DATA TO USE Block Start

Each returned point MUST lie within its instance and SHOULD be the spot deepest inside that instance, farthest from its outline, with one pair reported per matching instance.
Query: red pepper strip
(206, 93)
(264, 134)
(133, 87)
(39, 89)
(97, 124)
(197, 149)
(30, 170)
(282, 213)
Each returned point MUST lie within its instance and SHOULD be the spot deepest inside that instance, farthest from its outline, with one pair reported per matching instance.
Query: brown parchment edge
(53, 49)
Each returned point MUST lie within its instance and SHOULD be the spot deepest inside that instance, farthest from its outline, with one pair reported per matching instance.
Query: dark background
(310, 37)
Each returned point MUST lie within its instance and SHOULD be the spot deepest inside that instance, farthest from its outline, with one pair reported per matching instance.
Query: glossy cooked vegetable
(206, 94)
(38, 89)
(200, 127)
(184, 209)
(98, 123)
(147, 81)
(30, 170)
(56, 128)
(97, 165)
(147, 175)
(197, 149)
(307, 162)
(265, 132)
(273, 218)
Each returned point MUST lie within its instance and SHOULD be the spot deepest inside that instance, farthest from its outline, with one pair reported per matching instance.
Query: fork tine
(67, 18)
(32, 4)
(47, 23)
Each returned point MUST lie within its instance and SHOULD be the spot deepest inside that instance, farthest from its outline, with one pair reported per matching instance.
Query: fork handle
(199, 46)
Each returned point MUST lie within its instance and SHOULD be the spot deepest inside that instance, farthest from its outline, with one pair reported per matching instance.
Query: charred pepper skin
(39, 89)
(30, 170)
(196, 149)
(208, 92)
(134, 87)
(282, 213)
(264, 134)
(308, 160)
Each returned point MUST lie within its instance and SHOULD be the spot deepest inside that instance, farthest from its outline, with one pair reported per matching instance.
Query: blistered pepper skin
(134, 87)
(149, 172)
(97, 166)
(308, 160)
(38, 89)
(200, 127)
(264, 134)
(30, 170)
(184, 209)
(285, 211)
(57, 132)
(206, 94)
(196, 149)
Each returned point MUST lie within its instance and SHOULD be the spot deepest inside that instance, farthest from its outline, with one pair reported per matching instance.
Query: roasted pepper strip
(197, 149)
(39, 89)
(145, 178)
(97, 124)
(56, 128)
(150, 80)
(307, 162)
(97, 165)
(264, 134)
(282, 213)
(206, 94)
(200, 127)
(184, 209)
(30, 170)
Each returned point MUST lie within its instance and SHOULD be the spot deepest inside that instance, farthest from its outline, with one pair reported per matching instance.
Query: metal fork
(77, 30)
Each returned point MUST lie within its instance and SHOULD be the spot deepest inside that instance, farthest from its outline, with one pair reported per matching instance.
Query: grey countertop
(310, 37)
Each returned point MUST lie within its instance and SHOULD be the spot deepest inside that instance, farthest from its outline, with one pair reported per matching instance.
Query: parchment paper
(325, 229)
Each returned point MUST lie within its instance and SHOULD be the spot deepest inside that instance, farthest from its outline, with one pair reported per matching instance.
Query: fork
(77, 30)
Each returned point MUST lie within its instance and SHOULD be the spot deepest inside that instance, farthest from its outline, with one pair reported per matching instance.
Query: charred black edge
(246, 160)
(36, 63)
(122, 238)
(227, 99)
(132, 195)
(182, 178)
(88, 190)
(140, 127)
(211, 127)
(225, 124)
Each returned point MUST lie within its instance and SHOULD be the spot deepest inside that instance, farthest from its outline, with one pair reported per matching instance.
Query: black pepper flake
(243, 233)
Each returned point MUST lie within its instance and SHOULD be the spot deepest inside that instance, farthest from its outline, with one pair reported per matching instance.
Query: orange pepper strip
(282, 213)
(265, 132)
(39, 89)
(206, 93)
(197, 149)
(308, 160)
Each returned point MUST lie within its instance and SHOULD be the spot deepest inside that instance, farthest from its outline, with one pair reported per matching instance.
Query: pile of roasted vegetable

DATA TO USE Block End

▸ TASK REQUIREMENTS: Please repeat the data above verbatim, all of it.

▸ PROBLEM SOLUTION:
Each returned point MUST lie within its instance and SHOULD be the spot deepest inside that instance, farthest from its outline, with one pair reported per matching instance.
Query: red pepper strip
(206, 93)
(264, 134)
(133, 87)
(39, 89)
(97, 124)
(197, 149)
(30, 170)
(282, 213)
Each returned point MUST lie within its instance and SHOULD be the spot deepest inside that instance, farthest from its outline, with one pair reported per matching instance.
Query: brown parchment edge
(53, 49)
Each returned point MUST lie within its instance and SHOULD be the spot deepest inside that instance, farthest from its outline, with one pair reported per matching instance.
Query: dark background
(310, 37)
Each returned point MUST lie within its instance and SHOULD be the spot deepest inside that instance, farthest from its outline, with one pair reported per matching instance.
Query: glossy cooked vegetable
(206, 94)
(38, 89)
(200, 127)
(184, 209)
(98, 123)
(147, 81)
(30, 170)
(56, 128)
(97, 165)
(147, 175)
(197, 149)
(307, 162)
(265, 132)
(273, 218)
Each returned point MUST lie within its instance and SHOULD be the spot deepest inside that instance, farthest from its outline, with one pair reported per matching instance.
Query: fork tine
(67, 18)
(32, 4)
(47, 23)
Each returned point MUST lie within its instance and SHOULD be the spot deepest inside that instance, farthest from its outline, with one pair reported per matching instance.
Query: fork handle
(199, 46)
Each returned point MUST lie within its instance and SHOULD be the spot deepest inside that instance, farthest from its outline, with one pair reported per matching instance.
Query: charred pepper skin
(39, 89)
(30, 170)
(196, 149)
(208, 92)
(134, 87)
(282, 213)
(264, 134)
(308, 160)
Each returned point MUST lie within its instance and SHOULD be the spot deepest inside that instance, farthest from its outline, with one pair reported per matching instance.
Query: blistered pepper skin
(134, 87)
(149, 172)
(97, 166)
(308, 160)
(38, 89)
(200, 127)
(264, 134)
(30, 170)
(184, 209)
(285, 211)
(57, 132)
(206, 94)
(196, 149)
Each returned point MUST lie within its instance and SHOULD be the spot deepest inside that instance, farthest from its outline, with one pair reported per matching instance.
Query: roasted pepper strip
(197, 149)
(39, 89)
(145, 178)
(97, 124)
(56, 128)
(150, 80)
(307, 162)
(97, 165)
(264, 134)
(282, 213)
(206, 94)
(200, 127)
(184, 209)
(30, 170)
Each returned point MUST lie within its instance and SHOULD be the spot deepest inside that instance, farthest from its outline, with one pair reported per matching instance.
Query: metal fork
(77, 30)
Each returned point MUST lie within its instance and SHOULD be the spot deepest inside that instance, farthest from its outline, with one pair reported per matching instance.
Query: grey countertop
(310, 37)
Each returned point MUST lie within its instance and SHOULD be the spot deepest inside that instance, farthest from its outline, with one pair reported per matching instance.
Query: parchment paper
(325, 229)
Each returned point MUST lie within its instance and SHOULD be the spot deepest inside that instance, farthest from its outline, with one pair reported per matching instance.
Query: fork
(77, 30)
Each returned point MUST lie within its instance and SHOULD be the spot deepest inside that instance, farthest from its outline, with one pair reported per matching instance.
Query: charred black edge
(246, 160)
(36, 63)
(122, 238)
(227, 99)
(132, 195)
(182, 178)
(88, 190)
(140, 127)
(211, 127)
(225, 124)
Each returned point MUST lie within its instance and SHOULD be the spot deepest inside that instance, farthest from its outline, with one pair reported per matching instance.
Query: black pepper flake
(243, 233)
Each returned point MUST lie within its instance and SHOULD be the spot deepest inside that instance, farthest from its outline, with one pair reported per matching instance.
Query: orange pepper strip
(282, 213)
(265, 132)
(39, 89)
(206, 93)
(197, 149)
(308, 160)
Each returned point MUST lie within its instance and SHOULD be the spot deepest inside that instance, farthest from its outline, with one pair reported per matching instance.
Query: pile of roasted vegetable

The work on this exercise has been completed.